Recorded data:

::::::::

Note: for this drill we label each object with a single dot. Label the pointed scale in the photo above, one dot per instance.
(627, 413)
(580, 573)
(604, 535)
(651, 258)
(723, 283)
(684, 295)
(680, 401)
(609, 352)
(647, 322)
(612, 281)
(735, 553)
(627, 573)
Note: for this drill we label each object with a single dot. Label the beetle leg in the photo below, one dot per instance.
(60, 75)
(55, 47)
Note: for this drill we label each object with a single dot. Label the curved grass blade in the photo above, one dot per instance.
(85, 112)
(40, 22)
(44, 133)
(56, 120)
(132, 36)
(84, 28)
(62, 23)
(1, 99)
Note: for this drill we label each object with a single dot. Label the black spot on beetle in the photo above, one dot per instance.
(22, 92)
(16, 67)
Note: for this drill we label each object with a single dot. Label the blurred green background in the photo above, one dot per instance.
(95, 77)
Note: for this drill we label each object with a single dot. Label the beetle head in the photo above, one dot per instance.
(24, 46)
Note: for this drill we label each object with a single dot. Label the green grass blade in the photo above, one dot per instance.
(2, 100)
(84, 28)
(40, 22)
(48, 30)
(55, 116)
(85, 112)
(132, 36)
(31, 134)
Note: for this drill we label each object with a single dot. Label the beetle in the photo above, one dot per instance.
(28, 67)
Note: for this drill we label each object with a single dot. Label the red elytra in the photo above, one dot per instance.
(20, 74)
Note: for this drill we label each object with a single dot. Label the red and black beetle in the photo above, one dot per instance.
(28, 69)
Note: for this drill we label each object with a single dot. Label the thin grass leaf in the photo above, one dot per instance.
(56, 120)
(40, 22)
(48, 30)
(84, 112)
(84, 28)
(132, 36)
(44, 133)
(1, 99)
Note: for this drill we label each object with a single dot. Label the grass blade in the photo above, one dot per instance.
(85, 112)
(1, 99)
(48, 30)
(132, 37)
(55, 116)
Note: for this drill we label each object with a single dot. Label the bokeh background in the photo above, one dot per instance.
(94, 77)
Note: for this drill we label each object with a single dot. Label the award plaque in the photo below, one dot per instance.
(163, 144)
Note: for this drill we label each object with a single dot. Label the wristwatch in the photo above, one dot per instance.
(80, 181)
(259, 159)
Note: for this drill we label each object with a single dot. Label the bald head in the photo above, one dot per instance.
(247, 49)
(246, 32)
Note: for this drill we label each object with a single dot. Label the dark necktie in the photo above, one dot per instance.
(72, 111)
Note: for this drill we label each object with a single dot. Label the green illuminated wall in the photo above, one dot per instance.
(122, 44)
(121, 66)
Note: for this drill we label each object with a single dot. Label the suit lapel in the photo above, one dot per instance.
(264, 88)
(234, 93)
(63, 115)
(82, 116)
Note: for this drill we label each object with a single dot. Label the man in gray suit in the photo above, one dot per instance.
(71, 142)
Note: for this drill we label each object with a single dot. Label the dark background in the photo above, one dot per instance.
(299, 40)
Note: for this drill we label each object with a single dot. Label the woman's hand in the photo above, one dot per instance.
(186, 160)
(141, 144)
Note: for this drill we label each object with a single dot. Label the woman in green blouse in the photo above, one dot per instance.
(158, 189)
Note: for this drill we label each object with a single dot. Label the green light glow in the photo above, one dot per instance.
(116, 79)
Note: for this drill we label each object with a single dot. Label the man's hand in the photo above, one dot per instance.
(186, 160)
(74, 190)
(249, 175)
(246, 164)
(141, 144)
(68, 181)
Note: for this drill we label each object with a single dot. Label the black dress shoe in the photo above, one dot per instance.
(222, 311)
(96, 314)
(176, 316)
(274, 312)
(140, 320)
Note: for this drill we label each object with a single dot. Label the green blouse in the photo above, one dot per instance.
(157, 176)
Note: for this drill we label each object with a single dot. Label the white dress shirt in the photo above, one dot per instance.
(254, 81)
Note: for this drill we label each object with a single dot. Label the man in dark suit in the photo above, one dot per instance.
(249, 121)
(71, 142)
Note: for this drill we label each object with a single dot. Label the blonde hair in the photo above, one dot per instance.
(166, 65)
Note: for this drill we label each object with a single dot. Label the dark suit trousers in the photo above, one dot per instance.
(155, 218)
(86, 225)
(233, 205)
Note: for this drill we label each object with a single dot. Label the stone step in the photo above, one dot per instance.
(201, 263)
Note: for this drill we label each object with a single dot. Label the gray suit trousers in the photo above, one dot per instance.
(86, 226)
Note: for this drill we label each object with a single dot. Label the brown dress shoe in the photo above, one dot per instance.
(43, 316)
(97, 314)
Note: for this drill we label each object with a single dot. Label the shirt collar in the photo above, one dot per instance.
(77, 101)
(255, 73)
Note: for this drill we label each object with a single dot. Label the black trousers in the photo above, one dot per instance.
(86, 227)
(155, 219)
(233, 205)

::::::::

* [Your instructions]: Format every row above as a CSV with two columns, "instruction" and "points". Give one line per row, with the row's text and its answer each in a single quoted field and any line breaks replaced by spaces.

* [Complete answer]:
instruction,points
"Note: for this drill we label each object with a single dot. Label the pointed scale in the photo above, one dot per instance.","(627, 413) (580, 573) (604, 535) (651, 258) (723, 283) (684, 295) (680, 401) (609, 352) (647, 322) (612, 281) (735, 553) (627, 573)"
"Note: for this drill we label each object with a single dot. Label the beetle leg in the photo below, one dot per instance.","(60, 75) (55, 47)"
"Note: for this drill we label each object with a single dot. Label the curved grass blade in the photo above, one dot per instance.","(85, 112) (40, 22) (44, 133) (56, 120) (132, 36) (84, 28) (62, 23) (1, 99)"
"Note: for this drill we label each object with a single dot. Label the black spot on beetle in the photo above, one dot per instance.","(22, 92) (16, 67)"
"Note: for this drill we label each object with a single dot. Label the blurred green background in the photo above, one dot per instance.","(95, 77)"
"Note: for this drill we label each object with a single dot. Label the beetle head in the photo above, one dot per instance.","(24, 46)"
"Note: for this drill we label each object with a single dot. Label the green grass blade in the photo above, one dot per instance.","(2, 100) (84, 28) (40, 22) (48, 30) (55, 116) (85, 112) (132, 36) (31, 134)"
"Note: for this drill we label each object with a single dot. Label the beetle in the photo above, one dot per instance.","(28, 67)"
"Note: for this drill we label each object with a single dot. Label the red elytra in the photo above, one dot per instance.","(20, 74)"
"Note: for this drill we label each object with a single dot. Label the red and black beetle in the photo above, one dot per instance.","(28, 69)"
"Note: for this drill we label each object with a single dot. Label the thin grass leaf in the photo above, one dot per instance.","(56, 120) (40, 22) (48, 30) (84, 112) (84, 28) (132, 36) (44, 133) (1, 99)"
"Note: for this drill we label each object with a single dot. Label the grass blade in the photo above, one dot per instance.","(85, 112) (1, 99) (48, 30) (132, 37) (55, 116)"
"Note: for this drill we label each object with a single dot. Label the bokeh background in the photo above, one dot per instance.","(94, 77)"
"Note: for this drill we label each object with a single dot. Label the award plaque in the photo below, one dot per instance.","(163, 144)"
"Note: for this drill we label each object with a single dot. Label the wristwatch in the photo above, one dot per instance.","(80, 181) (259, 159)"
"Note: for this drill we label each object with a single dot. Label the bald head in the photo above, one dot per instance.","(247, 49) (246, 32)"
"Note: for this drill we label each object with a single dot. Label the dark necktie in the photo above, one dot per instance.","(72, 111)"
"Note: for this drill we label each object with a single dot. Label the green illuminated wall in the photo above, one dot per instance.","(122, 44) (121, 66)"
"Note: for this drill we label each object with a single dot. Label the suit lapel in the photo above, one dot per instance.","(264, 88) (234, 93) (63, 115) (82, 116)"
"Note: for this drill we label each object with a single dot. Label the man in gray suit in the photo above, one dot per instance.","(71, 142)"
"Note: for this drill we label each object with a single dot. Label the dark background in the photo above, one dot per instance.","(299, 40)"
"Note: for this drill we label each object with a single dot. Label the woman's hand in the photo above, one dot per instance.","(186, 160) (141, 144)"
"Note: for this drill we label each object with a single dot. Label the woman in green blouse in the photo above, one dot per instance.","(158, 189)"
"Note: for this drill we label each object with a single dot. Label the green light glow in the photo above, one dot per instance.","(116, 79)"
"Note: for this drill we label each object with a single dot. Label the man's hand in the photo above, one dot per instance.","(186, 160) (74, 190) (249, 175) (246, 164) (141, 144) (68, 181)"
"Note: for this drill we label each object with a single dot. Label the black dress shoe in the photo above, one dot per instance.","(222, 311) (96, 314) (176, 316) (274, 312) (140, 320)"
"Note: for this drill we label each object with a single dot. Label the green blouse in the photo above, one dot per instance.","(157, 176)"
"Note: for this drill we label each object with a single dot. Label the white dress shirt in the photo above, one dot per instance.","(254, 81)"
"Note: for this drill we label each object with a single dot. Label the man in dark suit in the photo above, one dot per instance.","(249, 121) (71, 142)"
"Note: for this drill we label each object with a single dot. Label the blonde hair in the photo above, one dot per instance.","(166, 65)"
"Note: for this drill we label each object with a single dot. Label the dark suit trousers in the photo above, one dot per instance.","(155, 218) (86, 225) (233, 205)"
"Note: for this drill we label each object with a single dot. Label the stone step in the photo above, one dot per instance.","(201, 263)"
"Note: for this drill we label each object with a single dot. Label the gray suit trousers in the photo above, one dot per instance.","(86, 226)"
"Note: for this drill we label each object with a single dot. Label the brown dress shoe in the photo above, one dot per instance.","(43, 316) (97, 314)"
"Note: for this drill we label each object with a single dot. Label the shirt collar in the photo above, one dot per instance.","(77, 101) (255, 73)"
"Note: for this drill we label each object with a single dot. Label the black trousers in the photo above, one dot per instance.","(86, 227) (155, 219) (233, 205)"